Extract provided —
- - - - - - -
Instead of giving static( or fixed) bonus at the moment the state transition has been done, we change to put a little bonus with regards to the states of the world. When you achieve a certain state of the world, you get the bonus, when you unachieve that state of the world, you lose that bonus. Everything balances out nicely.
[mjtsai think]
Step further, such intuition should be aligned with Calculus fashion, when it is in some fixed point and approaching to the target, the value(bonus) should be returned in certain proportion in that fixed point, and this return value varies with respect to per changing from one distincet fixed point to its next, might be in the time unit, or quantity in some scale. Such returned value could be the accumulation in either increasing or descreasing fashion.
[Notes::1] We want to give hints
Suppose we are design a system of learning agent to make the socker robot to kick the ball into the door.

If we follow up the prior post, the existing official reward function would give us $+100$ for scoring the goal. Now, we might want to give hints to the system about:
➀how close the robot is to the ball
➁the robot is hitting the ball
➂the ball enters the goal

It depends how detail you’d like your design to simulate a physical socker game, maybe
➃how close the ball is to the goal

We need to express ➀,➁,➂,➃ in terms of the states of the world.
[Notes::2] The potential
As to the MDP states we already know, you can regard it as the fixed state, the value function returns the value(bonus) that is binding in the state, not the state of the world mentioned above.

So, how close the robot is to the ball is the item we’d like to keep track of, we denote it as the potential.

The already know bonus(the reward) obtained after per state transition is left as it is, we’d like to illustrate the way to mesh the reward function by incorporating the factor of potential.

Change-In-State-Based Bonus

[1] Basic idea
Suppose we are designing the learning agent of socker robot, instead of just giving little bonus as a return every time the robot does a certain thing, we are going to keep track of what the state of the world is.

As we are more close to the state of the world we desire, we are going to obtain reward for it, in contrary to the case we are far away from the state of the world, we are going to lose the reward gained when we are close to this state of the world. Therefore, we should substract the reward off when we move away from those states of the world.

The point is that the change-in-state-based bonus thus obtained would be an increment or decrement in accordance to how close or how far you are subscribed by the state of the world, not the fixed constant.
- - - - - - -
Location labeling records
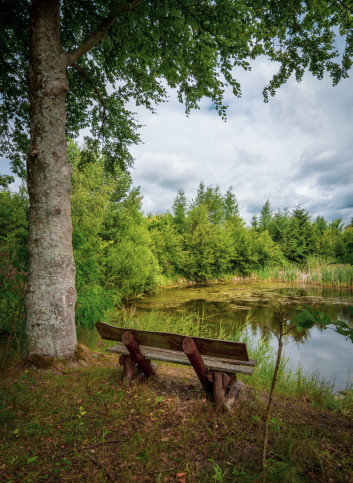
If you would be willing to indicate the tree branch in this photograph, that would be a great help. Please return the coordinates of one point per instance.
(96, 90)
(99, 34)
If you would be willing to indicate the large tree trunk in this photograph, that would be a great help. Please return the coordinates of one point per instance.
(51, 295)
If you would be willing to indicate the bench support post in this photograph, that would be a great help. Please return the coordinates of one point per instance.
(194, 356)
(128, 364)
(132, 346)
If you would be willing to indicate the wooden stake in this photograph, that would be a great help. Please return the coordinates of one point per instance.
(194, 356)
(132, 346)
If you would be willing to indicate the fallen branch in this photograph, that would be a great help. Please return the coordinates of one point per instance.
(98, 463)
(83, 448)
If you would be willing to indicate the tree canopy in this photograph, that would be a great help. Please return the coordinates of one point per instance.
(67, 65)
(134, 49)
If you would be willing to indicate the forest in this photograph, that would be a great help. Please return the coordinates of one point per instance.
(121, 253)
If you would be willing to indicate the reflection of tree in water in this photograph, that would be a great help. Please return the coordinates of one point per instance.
(235, 312)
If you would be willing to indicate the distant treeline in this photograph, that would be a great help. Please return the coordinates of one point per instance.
(121, 253)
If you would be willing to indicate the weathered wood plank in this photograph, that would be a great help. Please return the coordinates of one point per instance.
(170, 341)
(212, 363)
(133, 347)
(195, 359)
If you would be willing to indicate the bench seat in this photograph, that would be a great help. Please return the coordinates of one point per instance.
(212, 363)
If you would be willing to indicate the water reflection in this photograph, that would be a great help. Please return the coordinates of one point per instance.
(252, 303)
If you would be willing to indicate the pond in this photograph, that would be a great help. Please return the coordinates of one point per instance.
(321, 352)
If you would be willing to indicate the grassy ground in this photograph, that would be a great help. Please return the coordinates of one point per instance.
(79, 423)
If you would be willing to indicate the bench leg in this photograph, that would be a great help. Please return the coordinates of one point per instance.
(128, 364)
(219, 392)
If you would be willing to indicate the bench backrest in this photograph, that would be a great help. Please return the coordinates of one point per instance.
(166, 340)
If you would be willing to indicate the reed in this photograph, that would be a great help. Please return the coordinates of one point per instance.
(315, 272)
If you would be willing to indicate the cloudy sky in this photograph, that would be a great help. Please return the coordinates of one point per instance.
(297, 149)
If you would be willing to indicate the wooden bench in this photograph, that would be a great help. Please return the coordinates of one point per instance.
(216, 362)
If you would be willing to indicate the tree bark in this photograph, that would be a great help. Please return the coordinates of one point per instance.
(51, 294)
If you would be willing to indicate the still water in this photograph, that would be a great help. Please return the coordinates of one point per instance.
(320, 352)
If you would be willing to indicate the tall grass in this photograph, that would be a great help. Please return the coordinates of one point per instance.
(315, 272)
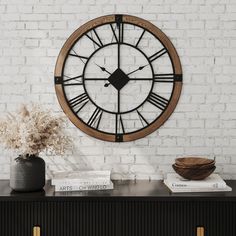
- - - - - - -
Task statement —
In the reward-shaping notes, how much does the existing official reward function give for scoring the goal?

Full answer —
+100